== Records shown
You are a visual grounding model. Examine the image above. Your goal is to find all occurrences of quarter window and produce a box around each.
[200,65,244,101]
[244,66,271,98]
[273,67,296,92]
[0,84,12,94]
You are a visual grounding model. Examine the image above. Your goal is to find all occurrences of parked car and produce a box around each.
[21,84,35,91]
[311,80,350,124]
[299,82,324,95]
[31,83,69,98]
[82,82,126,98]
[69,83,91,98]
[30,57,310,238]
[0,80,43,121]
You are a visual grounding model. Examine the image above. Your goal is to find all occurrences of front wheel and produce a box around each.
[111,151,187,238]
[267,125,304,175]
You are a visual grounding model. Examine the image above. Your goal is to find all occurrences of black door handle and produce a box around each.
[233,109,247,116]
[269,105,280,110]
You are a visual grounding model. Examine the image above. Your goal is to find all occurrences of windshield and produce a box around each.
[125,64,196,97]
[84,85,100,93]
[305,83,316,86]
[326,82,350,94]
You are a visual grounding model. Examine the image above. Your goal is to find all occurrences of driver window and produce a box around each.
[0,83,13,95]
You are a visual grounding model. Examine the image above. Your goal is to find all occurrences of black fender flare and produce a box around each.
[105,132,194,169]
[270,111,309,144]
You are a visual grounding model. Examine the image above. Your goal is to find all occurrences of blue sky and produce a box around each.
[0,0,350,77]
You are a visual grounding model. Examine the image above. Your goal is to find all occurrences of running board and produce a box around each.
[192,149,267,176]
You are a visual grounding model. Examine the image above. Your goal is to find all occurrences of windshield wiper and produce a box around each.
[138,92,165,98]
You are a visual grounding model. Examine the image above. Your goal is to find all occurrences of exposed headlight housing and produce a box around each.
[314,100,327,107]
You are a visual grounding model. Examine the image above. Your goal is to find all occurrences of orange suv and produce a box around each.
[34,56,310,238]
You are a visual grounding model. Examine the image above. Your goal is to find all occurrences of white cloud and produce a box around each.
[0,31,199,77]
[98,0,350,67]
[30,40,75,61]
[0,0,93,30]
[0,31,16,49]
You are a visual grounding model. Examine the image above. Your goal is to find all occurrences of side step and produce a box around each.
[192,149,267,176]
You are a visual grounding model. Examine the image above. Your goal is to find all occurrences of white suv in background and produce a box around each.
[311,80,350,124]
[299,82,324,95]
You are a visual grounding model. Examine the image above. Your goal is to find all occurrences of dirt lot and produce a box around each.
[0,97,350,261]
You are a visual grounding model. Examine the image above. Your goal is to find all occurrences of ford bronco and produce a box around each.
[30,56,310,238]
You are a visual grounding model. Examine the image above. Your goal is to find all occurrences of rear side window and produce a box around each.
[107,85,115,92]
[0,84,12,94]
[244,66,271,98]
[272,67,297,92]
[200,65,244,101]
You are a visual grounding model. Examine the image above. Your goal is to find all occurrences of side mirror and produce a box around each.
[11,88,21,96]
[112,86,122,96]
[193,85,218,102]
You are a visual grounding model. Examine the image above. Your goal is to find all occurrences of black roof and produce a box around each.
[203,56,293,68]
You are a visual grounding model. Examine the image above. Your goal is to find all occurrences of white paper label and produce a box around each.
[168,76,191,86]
====
### Task goal
Rewrite the listing from the line containing "cloud and produce a box around each." through the end of the listing, shifting every bounding box coordinate by -67 and copying all other lines unchanged.

### Answer to this exercise
You are a visual grounding model. Examine the image above. Your goal is to find all occurrences of white cloud and produce a box around each.
[-67,-36,132,10]
[31,-67,283,0]
[-37,-27,8,-6]
[-67,-67,26,-37]
[-67,-36,-51,-18]
You are a visual grounding model. Examine the image above. Your goal is to find all occurrences of side step and produce a box around each.
[125,82,200,109]
You are a visual grounding model. Examine the image above. Your goal is to find all occurrences of white suv in background and produce a box around each.
[244,13,283,57]
[232,15,257,28]
You are a visual grounding model. Examine the image above. Your goal is to find all occurrences of dirt lot and produce a box around each.
[-67,30,283,194]
You are a visual grounding model. Examine the image above. Your goal is to find all occurrences of ford bronco and produce a box around each.
[-37,-11,243,171]
You are a visual grounding model. Examine the image above. Your goal is to find all occurrences of rear side window and produce a box around each.
[40,18,48,25]
[-67,17,-55,27]
[177,-1,204,31]
[205,0,230,25]
[133,-2,177,34]
You are a visual grounding model. Examine the image above. Your goal is to find all occurrences of side mirror and produce a box around each.
[-56,21,-46,29]
[45,19,55,29]
[126,18,151,35]
You are a visual grounding model. Examine the image above. Your goal is to find all occurrences of black roof and produce a box around each.
[136,-11,226,1]
You are a visual grounding model. Examine the image above. Your goal is to find all occurrences of white paper label and produce a box around each.
[101,9,124,19]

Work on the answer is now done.